▸ **Passage**
>>>>>

November – Home Hazard Hunt


The “Get Ready; Stay Ready” campaign focus for the month of November is on conducting a home hazard hunt. There are a number of very simple and inexpensive tasks we can complete that can greatly decrease the likelihood of home emergencies and mitigate our risk of injuries resulting from natural hazards. For example, the greatest risks that earthquakes pose to us Californians are not structural in nature but rather the loose; unsecured objects within the home falling at us or on us. This is great news because the majority of us can afford a few dollars for T.V. straps, cupboard locks, museum putty and other earthquake securing products. However, paying a contractor to come out and bid on a seismic retrofitting of your home is rarely something most of us can absorb in our budget. The barriers that most people face are not financially-related at all but rather a lack of education and initiative.

Spend some time with your household members identifying hazards in and outside of your home. Keeping your house safe helps keep you and your loved ones safe. Minimize the impact of an emergency or disaster by safeguarding your home. Anything that can move, fall, break or cause a fire is a potential hazard. If you have young children, be creative and make it fun! Below is a checklist to get you started:

  • Check batteries in smoke alarms every six months and make sure they are on each level of your home and outside every bedroom.

<<<<<

▸ **Data segment**

>>>>>

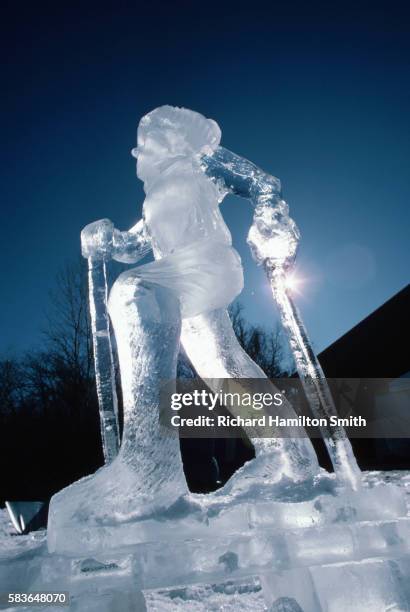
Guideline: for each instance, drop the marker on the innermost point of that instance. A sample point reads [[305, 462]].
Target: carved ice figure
[[195, 275]]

<<<<<

Could you continue the November home hazard hunt passage, picking up right after its final line?

  • Repair defective electrical wiring and leaky gas connections.
  • Fasten shelves securely.
  • Place heavy objects on lower shelves.
  • Hang pictures and mirrors away from beds.
  • Brace overhead light fixtures.
  • Strap water heater to wall studs.
  • Place oily polishing rags or waste in covered metal cans.
  • Store weed killers, pesticides and flammable products away from heat sources.
  • Clean and repair chimneys, flue pipes, vent connectors and gas vents.
  • Unless local officials advise otherwise, or there is immediate threat to life or safety, leave natural gas on because you will need it for heating and cooking when you return home. If you turn your gas off, a licensed professional is required to turn it back on, and it may take weeks for a professional to respond.
  • If high winds are expected, cover the outside of all windows of your home. Use shutters that are rated to provide significant protection from windblown debris or fit plywood coverings over all windows. Damage happens when wind gets inside a home through a broken window, door or damaged roof. Tape does not prevent windows from breaking and is not recommended.
  • If flooding is expected, consider using sand bags to keep water away from your home. It takes two people about one hour to fill and place 100 sandbags, giving you a wall one foot high and 20 feet long. Make sure you have enough sand, burlap or plastic bags, shovels, strong helpers and time to place them properly.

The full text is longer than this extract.